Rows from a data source

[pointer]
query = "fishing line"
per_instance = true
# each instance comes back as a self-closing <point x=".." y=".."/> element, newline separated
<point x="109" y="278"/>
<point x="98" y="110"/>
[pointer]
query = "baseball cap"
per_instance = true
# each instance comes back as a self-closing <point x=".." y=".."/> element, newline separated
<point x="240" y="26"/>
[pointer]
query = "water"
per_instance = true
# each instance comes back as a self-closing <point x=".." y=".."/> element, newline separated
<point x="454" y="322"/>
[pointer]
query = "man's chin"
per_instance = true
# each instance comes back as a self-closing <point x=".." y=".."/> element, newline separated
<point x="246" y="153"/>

:: Directive ::
Swap every "query" in these rows for "prompt", leaving the rest of the text untouched.

:: Response ::
[pointer]
prompt = "fishing line"
per_instance = true
# each instance comes back as a self-closing <point x=".." y=".."/> element, newline separated
<point x="109" y="278"/>
<point x="98" y="110"/>
[pointer]
prompt = "baseball cap"
per_instance = true
# each instance comes back as a self-closing <point x=".." y=".."/> element, newline separated
<point x="240" y="26"/>
[pointer]
prompt = "water"
per_instance = true
# each instance comes back as a self-closing <point x=".." y=".."/> element, newline separated
<point x="454" y="322"/>
[pointer]
prompt = "man's chin"
per_instance = true
# each instance comes back as a self-closing <point x=".." y=".."/> element, newline separated
<point x="246" y="153"/>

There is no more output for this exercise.